**Task to complete**
Every line in the records below with the string "light" is to be copied out.

*** Extracted information Section Begins ***

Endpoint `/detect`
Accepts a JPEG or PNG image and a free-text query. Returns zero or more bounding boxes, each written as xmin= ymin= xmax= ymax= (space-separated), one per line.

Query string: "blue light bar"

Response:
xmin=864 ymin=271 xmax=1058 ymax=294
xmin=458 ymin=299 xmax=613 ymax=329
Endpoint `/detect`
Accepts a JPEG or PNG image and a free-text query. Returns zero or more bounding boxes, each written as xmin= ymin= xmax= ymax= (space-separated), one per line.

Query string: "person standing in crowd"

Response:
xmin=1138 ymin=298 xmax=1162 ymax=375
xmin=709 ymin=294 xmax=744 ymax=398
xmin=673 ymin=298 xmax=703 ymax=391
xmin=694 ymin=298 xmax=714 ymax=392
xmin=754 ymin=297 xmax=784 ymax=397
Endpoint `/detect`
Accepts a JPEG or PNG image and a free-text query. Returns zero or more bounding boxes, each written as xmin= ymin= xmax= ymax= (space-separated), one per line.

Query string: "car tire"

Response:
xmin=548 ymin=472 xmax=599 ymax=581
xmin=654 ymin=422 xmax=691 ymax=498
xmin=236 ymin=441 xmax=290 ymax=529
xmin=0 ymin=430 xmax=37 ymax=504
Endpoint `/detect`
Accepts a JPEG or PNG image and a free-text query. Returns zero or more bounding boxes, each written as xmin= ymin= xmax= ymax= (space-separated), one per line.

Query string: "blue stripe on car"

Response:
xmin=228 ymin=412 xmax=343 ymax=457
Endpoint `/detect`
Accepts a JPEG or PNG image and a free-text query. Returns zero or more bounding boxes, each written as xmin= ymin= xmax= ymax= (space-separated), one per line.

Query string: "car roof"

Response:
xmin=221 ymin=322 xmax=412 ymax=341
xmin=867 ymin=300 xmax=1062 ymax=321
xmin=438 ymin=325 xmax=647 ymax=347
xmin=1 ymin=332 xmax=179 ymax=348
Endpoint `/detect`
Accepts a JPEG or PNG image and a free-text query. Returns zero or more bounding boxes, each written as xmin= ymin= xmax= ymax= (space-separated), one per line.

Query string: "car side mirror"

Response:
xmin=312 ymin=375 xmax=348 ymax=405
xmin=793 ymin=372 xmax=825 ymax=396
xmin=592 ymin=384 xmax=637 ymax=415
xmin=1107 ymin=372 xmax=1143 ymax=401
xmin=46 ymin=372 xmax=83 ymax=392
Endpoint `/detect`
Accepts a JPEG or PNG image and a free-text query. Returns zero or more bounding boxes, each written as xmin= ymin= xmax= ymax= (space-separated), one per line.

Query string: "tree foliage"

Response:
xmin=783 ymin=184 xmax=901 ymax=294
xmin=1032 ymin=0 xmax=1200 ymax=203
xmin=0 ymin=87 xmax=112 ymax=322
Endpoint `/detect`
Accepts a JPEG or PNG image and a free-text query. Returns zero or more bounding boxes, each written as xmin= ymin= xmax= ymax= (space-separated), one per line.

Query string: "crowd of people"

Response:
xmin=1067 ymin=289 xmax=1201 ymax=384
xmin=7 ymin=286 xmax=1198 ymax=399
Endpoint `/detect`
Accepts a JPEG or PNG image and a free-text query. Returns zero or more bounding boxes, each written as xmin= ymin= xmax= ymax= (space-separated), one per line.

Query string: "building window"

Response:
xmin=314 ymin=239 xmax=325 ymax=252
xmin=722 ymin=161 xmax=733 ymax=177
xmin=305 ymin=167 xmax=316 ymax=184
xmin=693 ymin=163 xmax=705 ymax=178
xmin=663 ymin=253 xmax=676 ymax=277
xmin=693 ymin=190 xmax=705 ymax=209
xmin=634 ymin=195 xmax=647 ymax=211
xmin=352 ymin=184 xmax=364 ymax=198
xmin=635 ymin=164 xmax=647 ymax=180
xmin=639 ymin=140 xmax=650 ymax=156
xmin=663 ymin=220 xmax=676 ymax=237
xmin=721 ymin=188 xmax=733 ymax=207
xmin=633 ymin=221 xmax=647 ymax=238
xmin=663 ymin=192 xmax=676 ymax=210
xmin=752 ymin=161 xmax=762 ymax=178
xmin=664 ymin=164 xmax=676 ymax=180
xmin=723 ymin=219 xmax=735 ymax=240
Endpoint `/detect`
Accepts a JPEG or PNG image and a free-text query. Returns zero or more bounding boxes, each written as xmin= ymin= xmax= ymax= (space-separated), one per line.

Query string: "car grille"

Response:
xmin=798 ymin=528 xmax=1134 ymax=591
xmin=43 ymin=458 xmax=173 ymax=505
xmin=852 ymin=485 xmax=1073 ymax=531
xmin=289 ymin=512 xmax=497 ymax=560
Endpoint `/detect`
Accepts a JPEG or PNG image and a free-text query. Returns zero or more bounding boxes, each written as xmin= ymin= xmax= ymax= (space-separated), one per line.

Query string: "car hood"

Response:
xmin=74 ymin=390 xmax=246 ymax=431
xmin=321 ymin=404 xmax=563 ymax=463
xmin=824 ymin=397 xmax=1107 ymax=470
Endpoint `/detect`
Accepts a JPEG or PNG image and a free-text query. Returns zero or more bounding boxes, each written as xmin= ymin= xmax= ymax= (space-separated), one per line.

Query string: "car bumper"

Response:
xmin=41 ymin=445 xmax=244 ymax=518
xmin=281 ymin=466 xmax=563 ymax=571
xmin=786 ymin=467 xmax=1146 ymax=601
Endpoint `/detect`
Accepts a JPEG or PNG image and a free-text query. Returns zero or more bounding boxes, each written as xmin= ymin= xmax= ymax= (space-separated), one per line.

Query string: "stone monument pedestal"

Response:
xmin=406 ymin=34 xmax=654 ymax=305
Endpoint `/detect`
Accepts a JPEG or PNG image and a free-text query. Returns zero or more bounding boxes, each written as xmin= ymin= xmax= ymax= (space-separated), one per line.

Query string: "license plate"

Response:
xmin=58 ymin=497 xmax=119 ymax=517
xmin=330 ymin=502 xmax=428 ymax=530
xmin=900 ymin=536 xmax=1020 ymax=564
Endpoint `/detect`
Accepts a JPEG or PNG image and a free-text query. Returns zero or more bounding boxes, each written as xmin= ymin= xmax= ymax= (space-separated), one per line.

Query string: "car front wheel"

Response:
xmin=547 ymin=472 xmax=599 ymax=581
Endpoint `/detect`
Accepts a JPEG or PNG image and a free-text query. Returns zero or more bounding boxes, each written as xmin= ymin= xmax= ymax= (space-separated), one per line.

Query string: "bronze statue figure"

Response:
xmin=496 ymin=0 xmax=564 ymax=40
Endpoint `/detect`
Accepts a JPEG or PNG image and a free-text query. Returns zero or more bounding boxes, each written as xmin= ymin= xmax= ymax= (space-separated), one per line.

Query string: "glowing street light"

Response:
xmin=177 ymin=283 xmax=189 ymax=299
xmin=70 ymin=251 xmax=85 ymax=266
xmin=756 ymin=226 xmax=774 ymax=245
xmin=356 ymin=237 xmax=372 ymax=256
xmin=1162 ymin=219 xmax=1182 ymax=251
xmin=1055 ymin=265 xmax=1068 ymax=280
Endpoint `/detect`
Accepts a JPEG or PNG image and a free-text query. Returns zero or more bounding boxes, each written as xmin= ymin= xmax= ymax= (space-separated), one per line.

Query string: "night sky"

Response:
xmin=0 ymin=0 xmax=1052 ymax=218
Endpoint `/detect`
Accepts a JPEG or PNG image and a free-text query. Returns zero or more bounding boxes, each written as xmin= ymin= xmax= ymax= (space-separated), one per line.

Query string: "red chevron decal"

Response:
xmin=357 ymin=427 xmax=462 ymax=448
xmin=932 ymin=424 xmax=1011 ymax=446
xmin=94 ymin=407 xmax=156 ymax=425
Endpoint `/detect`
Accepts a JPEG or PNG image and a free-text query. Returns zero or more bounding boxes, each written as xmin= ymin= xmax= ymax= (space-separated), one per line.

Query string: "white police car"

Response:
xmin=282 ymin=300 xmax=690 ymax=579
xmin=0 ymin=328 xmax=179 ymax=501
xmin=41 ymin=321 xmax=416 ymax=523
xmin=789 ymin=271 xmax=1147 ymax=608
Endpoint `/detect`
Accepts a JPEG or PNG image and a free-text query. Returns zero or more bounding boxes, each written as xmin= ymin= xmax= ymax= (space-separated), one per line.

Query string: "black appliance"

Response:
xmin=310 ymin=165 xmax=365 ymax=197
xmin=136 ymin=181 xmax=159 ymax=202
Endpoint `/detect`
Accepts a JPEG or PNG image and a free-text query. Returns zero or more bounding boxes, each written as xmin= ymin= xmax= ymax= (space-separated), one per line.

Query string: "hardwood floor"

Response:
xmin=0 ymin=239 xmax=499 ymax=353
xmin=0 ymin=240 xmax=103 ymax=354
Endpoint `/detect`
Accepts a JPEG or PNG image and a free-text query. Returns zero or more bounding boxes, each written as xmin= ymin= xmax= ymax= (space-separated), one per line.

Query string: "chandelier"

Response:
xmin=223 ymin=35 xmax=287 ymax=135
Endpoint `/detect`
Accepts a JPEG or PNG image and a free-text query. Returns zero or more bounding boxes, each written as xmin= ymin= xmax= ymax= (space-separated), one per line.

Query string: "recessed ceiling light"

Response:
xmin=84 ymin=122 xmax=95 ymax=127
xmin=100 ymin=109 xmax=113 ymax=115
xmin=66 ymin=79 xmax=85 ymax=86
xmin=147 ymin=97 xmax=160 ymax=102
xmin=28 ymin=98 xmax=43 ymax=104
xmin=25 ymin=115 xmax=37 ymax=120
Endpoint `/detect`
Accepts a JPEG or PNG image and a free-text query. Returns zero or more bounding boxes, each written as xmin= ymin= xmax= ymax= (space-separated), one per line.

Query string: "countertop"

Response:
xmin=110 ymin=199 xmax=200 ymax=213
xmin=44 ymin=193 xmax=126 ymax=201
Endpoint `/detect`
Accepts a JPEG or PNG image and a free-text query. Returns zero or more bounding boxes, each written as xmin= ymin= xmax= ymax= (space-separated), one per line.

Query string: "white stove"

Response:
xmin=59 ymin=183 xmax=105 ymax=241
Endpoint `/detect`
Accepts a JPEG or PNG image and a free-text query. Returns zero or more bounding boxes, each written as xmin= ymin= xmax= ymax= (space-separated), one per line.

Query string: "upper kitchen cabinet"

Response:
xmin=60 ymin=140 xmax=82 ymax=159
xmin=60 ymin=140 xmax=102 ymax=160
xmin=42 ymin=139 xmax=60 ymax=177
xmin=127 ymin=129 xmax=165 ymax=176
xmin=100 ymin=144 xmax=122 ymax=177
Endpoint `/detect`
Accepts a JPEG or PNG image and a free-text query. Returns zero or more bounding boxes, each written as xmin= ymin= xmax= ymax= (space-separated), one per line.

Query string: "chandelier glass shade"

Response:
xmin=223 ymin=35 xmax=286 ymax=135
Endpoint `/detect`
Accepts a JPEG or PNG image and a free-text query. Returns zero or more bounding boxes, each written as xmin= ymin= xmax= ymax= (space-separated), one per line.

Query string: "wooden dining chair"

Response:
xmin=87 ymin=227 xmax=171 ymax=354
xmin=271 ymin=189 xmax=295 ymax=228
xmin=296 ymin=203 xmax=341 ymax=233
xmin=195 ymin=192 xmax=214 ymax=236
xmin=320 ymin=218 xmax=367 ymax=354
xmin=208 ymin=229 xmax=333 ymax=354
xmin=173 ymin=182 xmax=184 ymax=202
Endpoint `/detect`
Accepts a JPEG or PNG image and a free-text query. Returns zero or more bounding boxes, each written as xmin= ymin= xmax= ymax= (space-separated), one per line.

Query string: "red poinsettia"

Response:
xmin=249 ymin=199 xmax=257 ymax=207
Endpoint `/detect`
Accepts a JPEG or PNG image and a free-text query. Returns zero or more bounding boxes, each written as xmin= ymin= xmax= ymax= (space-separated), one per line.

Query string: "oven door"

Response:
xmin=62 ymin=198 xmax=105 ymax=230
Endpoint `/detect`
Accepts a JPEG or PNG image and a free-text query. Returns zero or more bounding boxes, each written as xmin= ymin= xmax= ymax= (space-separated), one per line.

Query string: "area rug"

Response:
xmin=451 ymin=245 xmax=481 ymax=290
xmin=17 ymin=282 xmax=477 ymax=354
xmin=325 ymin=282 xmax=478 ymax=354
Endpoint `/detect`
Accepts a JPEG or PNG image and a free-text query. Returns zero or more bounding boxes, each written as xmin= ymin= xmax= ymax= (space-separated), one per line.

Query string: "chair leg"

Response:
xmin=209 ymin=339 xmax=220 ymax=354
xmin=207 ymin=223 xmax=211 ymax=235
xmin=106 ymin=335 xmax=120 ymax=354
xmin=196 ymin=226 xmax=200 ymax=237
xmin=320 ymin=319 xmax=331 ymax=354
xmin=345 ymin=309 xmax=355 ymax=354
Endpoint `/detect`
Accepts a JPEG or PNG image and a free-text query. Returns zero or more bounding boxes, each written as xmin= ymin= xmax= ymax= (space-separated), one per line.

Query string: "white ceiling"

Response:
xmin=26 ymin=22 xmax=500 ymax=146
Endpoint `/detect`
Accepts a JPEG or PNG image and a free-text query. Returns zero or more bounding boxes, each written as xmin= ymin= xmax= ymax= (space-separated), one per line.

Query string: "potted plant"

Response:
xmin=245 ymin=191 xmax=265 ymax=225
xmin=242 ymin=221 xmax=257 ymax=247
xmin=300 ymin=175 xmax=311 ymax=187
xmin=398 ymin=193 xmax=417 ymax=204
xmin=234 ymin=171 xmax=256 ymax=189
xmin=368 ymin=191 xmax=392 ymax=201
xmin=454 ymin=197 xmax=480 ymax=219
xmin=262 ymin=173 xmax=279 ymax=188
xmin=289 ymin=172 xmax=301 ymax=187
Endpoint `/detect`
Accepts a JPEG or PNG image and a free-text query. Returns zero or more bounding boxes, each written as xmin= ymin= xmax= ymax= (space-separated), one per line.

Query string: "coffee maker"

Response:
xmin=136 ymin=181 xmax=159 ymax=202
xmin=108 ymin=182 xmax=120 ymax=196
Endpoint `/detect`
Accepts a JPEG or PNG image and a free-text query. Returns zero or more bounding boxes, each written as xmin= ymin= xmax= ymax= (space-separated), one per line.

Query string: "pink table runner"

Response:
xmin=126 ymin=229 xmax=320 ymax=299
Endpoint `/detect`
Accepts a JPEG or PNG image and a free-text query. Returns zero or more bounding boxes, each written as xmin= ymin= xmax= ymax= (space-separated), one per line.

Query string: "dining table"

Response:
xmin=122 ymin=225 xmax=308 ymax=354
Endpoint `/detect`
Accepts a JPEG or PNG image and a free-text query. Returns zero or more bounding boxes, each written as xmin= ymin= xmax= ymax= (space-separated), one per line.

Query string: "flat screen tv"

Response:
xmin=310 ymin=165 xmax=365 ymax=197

*** Extracted information Section Ends ***

**Answer to the exercise**
Query string: "blue light bar"
Query string: "glowing street light"
Query string: "recessed ceiling light"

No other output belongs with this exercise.